EXCERPT TO READ
=== Begin Enclosure ===

Antinuclear antibodies (ANAs) are venerable biomarkers for assessing the diagnosis and prognosis of patients with autoimmunity. While closely associated with diseases such as systemic lupus erythematosus, ANA expression occurs commonly in healthy people. The basis for this expression is unknown, although it may reflect features of the assays for antibody detection or intrinsic immunological disturbances in otherwise normal individuals. Like autoimmunity itself, ANA expression is more common among women than men, pointing to an important determinant of these responses. Future research will clarify the mechanisms of ANA expression and the utility of current assays as antecedent and screening biomarkers.

Throughout medicine, investigators are in hot pursuit of biomarkers. These biomarkers, many of which involve multiplex assays or 'omic' technologies, come in a variety of flavors: antecedent (disease risk); screening (subclinical disease); diagnostic; staging; and prognostic. Among their uses, biomarkers can help elucidate genetic predisposition to disease and identify triggering events; practically, such markers can allow early diagnosis and treatment and the development of strategies for risk reduction. Although biomarker technology can be unbelievably complex, the principles are straightforward and provide hope for improved patient outcomes.

As the study by Li and colleagues in Arthritis Research and Therapy indicates [1], the use of antinuclear antibodies (ANAs), one of the most venerable tests in immunology, as antecedent or screening biomarkers, while potentially very informative, faces major challenges. Amongst these, the frequency of serological positivity in the general population is probably the greatest. While the actual frequency of positive assays varies with methodology, nevertheless, up to 20% or more of otherwise healthy people can express an ANA [2]. The expression of these antibodies does not appear related to age despite ideas that immunosenescence may promote autoreactivty [1].

=== End Enclosure ===

TASKS
1) In the excerpt on antinuclear antibodies, what share of otherwise healthy people can express an ANA?
2) Reproduce everything in the excerpt on antinuclear antibodies from "Antinuclear antibodies (ANAs) are" down to "and screening biomarkers.".
3) List every kind of biomarker that the excerpt on antinuclear antibodies names.

DATA PROVIDED

=== Begin Enclosure ===

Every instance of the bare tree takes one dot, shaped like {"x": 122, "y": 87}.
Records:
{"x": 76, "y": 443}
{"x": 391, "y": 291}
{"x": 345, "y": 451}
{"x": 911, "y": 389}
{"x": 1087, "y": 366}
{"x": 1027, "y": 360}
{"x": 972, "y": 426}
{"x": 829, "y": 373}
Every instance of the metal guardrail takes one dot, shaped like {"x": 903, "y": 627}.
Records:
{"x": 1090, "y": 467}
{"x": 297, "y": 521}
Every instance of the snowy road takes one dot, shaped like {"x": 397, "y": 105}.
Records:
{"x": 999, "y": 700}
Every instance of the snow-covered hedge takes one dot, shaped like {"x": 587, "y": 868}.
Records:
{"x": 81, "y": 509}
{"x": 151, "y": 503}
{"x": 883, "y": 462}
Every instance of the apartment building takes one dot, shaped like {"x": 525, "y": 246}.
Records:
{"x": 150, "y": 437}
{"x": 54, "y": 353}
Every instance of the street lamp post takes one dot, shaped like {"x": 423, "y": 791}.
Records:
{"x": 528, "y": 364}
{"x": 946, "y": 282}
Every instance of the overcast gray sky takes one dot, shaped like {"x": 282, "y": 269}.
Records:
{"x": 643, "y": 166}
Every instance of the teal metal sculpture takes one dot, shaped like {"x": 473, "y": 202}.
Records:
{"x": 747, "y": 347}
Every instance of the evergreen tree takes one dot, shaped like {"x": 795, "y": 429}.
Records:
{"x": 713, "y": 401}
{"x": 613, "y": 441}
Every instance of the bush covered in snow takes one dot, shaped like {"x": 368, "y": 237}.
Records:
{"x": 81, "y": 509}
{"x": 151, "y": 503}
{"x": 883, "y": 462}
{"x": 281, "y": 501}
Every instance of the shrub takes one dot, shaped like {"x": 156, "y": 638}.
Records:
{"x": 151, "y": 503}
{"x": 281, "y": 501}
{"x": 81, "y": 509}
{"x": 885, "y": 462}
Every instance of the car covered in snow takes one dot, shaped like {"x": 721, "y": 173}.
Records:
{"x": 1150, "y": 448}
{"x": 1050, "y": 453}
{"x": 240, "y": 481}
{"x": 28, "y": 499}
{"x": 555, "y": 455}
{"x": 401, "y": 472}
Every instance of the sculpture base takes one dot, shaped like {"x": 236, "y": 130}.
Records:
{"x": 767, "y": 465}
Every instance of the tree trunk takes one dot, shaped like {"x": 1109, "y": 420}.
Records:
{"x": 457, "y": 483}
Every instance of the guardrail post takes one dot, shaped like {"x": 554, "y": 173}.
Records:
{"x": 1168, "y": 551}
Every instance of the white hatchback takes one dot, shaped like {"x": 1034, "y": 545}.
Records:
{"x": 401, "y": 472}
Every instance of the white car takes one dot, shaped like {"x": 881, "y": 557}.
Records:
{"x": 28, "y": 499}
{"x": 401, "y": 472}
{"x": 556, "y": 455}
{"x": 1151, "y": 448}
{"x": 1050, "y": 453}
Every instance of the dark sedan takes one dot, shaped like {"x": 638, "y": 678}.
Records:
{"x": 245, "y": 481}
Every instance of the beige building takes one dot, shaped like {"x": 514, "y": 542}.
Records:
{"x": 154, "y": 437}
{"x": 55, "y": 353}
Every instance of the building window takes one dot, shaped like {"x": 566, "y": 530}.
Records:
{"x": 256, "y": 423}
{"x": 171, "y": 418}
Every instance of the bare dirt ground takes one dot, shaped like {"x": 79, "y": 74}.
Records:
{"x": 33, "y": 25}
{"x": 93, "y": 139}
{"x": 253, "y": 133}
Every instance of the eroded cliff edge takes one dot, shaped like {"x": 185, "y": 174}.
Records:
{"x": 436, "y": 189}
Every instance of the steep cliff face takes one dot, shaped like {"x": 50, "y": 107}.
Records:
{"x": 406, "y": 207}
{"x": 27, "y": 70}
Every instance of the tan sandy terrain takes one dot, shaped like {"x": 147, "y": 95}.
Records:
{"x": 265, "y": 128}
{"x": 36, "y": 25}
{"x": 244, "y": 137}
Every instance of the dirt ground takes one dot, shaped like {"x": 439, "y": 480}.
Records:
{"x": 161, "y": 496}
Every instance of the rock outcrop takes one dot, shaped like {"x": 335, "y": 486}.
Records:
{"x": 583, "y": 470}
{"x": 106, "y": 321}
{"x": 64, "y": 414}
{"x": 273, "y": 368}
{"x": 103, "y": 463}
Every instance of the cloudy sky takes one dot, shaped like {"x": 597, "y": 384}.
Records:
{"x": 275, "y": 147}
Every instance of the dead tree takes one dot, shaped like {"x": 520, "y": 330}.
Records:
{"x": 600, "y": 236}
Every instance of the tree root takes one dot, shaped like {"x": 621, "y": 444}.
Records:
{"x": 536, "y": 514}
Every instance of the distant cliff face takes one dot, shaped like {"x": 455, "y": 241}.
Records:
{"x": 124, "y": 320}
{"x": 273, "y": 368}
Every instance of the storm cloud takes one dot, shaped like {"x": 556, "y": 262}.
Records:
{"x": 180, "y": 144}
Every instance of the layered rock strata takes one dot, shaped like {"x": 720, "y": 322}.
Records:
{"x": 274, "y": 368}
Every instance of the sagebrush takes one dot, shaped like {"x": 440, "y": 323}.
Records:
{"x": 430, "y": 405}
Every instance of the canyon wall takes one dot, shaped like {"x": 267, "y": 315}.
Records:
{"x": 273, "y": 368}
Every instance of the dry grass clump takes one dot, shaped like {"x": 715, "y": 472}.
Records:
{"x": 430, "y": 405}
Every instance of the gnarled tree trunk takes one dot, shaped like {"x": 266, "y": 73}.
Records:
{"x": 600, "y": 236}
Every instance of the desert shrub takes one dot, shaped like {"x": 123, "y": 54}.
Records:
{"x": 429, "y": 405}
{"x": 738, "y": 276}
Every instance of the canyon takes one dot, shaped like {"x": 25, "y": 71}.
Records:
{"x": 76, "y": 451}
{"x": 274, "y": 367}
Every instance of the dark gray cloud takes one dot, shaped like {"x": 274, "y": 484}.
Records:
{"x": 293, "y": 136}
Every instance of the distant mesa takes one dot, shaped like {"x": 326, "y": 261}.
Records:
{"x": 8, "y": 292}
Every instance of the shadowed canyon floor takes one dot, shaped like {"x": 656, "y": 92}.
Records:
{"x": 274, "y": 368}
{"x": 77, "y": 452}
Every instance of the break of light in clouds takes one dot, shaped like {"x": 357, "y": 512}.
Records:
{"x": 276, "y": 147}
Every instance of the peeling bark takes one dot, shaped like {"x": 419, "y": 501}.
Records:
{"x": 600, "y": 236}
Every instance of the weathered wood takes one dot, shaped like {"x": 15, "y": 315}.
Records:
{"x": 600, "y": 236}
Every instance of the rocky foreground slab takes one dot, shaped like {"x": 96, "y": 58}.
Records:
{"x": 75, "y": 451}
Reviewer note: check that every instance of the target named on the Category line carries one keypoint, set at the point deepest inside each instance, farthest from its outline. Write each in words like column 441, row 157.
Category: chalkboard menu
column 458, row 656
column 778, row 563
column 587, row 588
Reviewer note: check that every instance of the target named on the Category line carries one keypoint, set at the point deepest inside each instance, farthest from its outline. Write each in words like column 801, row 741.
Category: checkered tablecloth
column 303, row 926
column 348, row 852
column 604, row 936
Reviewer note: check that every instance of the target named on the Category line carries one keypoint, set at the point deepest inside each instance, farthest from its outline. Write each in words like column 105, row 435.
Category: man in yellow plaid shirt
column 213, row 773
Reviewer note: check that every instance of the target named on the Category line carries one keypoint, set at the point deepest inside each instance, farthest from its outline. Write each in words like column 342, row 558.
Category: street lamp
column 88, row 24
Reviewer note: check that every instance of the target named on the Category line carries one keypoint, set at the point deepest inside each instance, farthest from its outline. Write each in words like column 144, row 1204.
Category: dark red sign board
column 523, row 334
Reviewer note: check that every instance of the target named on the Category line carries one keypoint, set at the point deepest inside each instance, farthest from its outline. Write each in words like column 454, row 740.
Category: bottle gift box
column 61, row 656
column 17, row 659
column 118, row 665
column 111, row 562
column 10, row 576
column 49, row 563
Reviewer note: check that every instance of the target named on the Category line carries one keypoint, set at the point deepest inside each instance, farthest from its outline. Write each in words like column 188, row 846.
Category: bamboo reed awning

=== End Enclosure ===

PER-TASK ANSWERS
1) Up to 20% or more.

2)
Antinuclear antibodies (ANAs) are venerable biomarkers for assessing the diagnosis and prognosis of patients with autoimmunity. While closely associated with diseases such as systemic lupus erythematosus, ANA expression occurs commonly in healthy people. The basis for this expression is unknown, although it may reflect features of the assays for antibody detection or intrinsic immunological disturbances in otherwise normal individuals. Like autoimmunity itself, ANA expression is more common among women than men, pointing to an important determinant of these responses. Future research will clarify the mechanisms of ANA expression and the utility of current assays as antecedent and screening biomarkers.

3)
- Antecedent (disease risk)
- Screening (subclinical disease)
- Diagnostic
- Staging
- Prognostic